逆襲の狼煙を上げた宮原・坂本のショートプログラム

個人戦ショートプログラム(以下SP)は、世界ランクにより滑走順がグループ分けされ、ランキングの低いグループからの滑走となる。1番滑走には、全米女王のブレイディ・テネルが登場し個人戦の幕が開けられた。
 
団体戦では、持ち前の安定感でノーミスの演技を見せ、自己ベストを更新したテネル。上位進出が期待される選手の1人だが、世界ランクは下位のため序盤での滑走となった。鉄板と思われていた冒頭のコンビネーションで転倒するミスが出て団体戦より低い得点となったものの、質の高いその他のジャンプとスピンで得点を積み重ね、第3グループまでの18選手が滑り終えるまで暫定1位を守った。
 
第4グループ1番滑走の坂本花織は、ベートーヴェンの『月光』の旋律に乗せて、序盤はスピードもポジションも申し分のないスピンと、リンクをいっぱいに使ったステップを落ち着いてこなすと、曲調が激しく切り替わる演技後半に組み込んだ3つのジャンプも成功させた。今季これまでの試合では、スピンで若干乱れるシーンもあったが、この日は最後のスピンまで丁寧に回りきり、フィニッシュと共に力強いガッツポーズを見せた。

作業内容:
1. 上の原文抜粋を、一字も変えずに全文書き出してください。
2. 下の行データのうち、「Question. Identify every instance of the balcony」を含む行から行データの最後の行までを（両端を含む）、空行を除いて「番号」と「内容」の2列からなるMarkdownの表に整えてください。

行データ:
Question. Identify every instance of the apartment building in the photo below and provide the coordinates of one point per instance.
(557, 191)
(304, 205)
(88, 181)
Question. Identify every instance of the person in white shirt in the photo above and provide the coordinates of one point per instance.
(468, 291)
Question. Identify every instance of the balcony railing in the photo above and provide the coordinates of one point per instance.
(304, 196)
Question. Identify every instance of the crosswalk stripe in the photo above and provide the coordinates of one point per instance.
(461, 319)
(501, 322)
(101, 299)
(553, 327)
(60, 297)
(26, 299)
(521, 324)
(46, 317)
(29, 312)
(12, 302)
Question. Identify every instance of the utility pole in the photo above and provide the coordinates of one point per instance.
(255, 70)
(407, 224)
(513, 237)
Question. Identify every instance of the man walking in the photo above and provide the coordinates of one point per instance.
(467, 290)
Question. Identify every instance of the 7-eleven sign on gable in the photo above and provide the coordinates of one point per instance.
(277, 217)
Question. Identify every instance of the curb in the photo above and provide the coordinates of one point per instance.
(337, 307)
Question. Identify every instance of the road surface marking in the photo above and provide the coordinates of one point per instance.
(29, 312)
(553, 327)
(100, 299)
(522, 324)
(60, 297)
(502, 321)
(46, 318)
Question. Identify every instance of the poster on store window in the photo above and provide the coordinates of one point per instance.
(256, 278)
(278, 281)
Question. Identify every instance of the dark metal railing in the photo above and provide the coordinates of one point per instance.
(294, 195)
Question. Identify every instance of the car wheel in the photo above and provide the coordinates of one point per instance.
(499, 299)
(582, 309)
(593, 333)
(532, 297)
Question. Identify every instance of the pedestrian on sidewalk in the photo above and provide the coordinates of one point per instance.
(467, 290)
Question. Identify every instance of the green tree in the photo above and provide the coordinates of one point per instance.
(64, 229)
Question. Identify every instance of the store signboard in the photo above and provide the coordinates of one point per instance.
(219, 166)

本課題の解答:
1.
逆襲の狼煙を上げた宮原・坂本のショートプログラム

個人戦ショートプログラム(以下SP)は、世界ランクにより滑走順がグループ分けされ、ランキングの低いグループからの滑走となる。1番滑走には、全米女王のブレイディ・テネルが登場し個人戦の幕が開けられた。
 
団体戦では、持ち前の安定感でノーミスの演技を見せ、自己ベストを更新したテネル。上位進出が期待される選手の1人だが、世界ランクは下位のため序盤での滑走となった。鉄板と思われていた冒頭のコンビネーションで転倒するミスが出て団体戦より低い得点となったものの、質の高いその他のジャンプとスピンで得点を積み重ね、第3グループまでの18選手が滑り終えるまで暫定1位を守った。
 
第4グループ1番滑走の坂本花織は、ベートーヴェンの『月光』の旋律に乗せて、序盤はスピードもポジションも申し分のないスピンと、リンクをいっぱいに使ったステップを落ち着いてこなすと、曲調が激しく切り替わる演技後半に組み込んだ3つのジャンプも成功させた。今季これまでの試合では、スピンで若干乱れるシーンもあったが、この日は最後のスピンまで丁寧に回りきり、フィニッシュと共に力強いガッツポーズを見せた。

2.
| 番号 | 内容 |
|---|---|
| 1 | Question. Identify every instance of the balcony railing in the photo above and provide the coordinates of one point per instance. |
| 2 | (304, 196) |
| 3 | Question. Identify every instance of the crosswalk stripe in the photo above and provide the coordinates of one point per instance. |
| 4 | (461, 319) |
| 5 | (501, 322) |
| 6 | (101, 299) |
| 7 | (553, 327) |
| 8 | (60, 297) |
| 9 | (26, 299) |
| 10 | (521, 324) |
| 11 | (46, 317) |
| 12 | (29, 312) |
| 13 | (12, 302) |
| 14 | Question. Identify every instance of the utility pole in the photo above and provide the coordinates of one point per instance. |
| 15 | (255, 70) |
| 16 | (407, 224) |
| 17 | (513, 237) |
| 18 | Question. Identify every instance of the man walking in the photo above and provide the coordinates of one point per instance. |
| 19 | (467, 290) |
| 20 | Question. Identify every instance of the 7-eleven sign on gable in the photo above and provide the coordinates of one point per instance. |
| 21 | (277, 217) |
| 22 | Question. Identify every instance of the curb in the photo above and provide the coordinates of one point per instance. |
| 23 | (337, 307) |
| 24 | Question. Identify every instance of the road surface marking in the photo above and provide the coordinates of one point per instance. |
| 25 | (29, 312) |
| 26 | (553, 327) |
| 27 | (100, 299) |
| 28 | (522, 324) |
| 29 | (60, 297) |
| 30 | (502, 321) |
| 31 | (46, 318) |
| 32 | Question. Identify every instance of the poster on store window in the photo above and provide the coordinates of one point per instance. |
| 33 | (256, 278) |
| 34 | (278, 281) |
| 35 | Question. Identify every instance of the dark metal railing in the photo above and provide the coordinates of one point per instance. |
| 36 | (294, 195) |
| 37 | Question. Identify every instance of the car wheel in the photo above and provide the coordinates of one point per instance. |
| 38 | (499, 299) |
| 39 | (582, 309) |
| 40 | (593, 333) |
| 41 | (532, 297) |
| 42 | Question. Identify every instance of the pedestrian on sidewalk in the photo above and provide the coordinates of one point per instance. |
| 43 | (467, 290) |
| 44 | Question. Identify every instance of the green tree in the photo above and provide the coordinates of one point per instance. |
| 45 | (64, 229) |
| 46 | Question. Identify every instance of the store signboard in the photo above and provide the coordinates of one point per instance. |
| 47 | (219, 166) |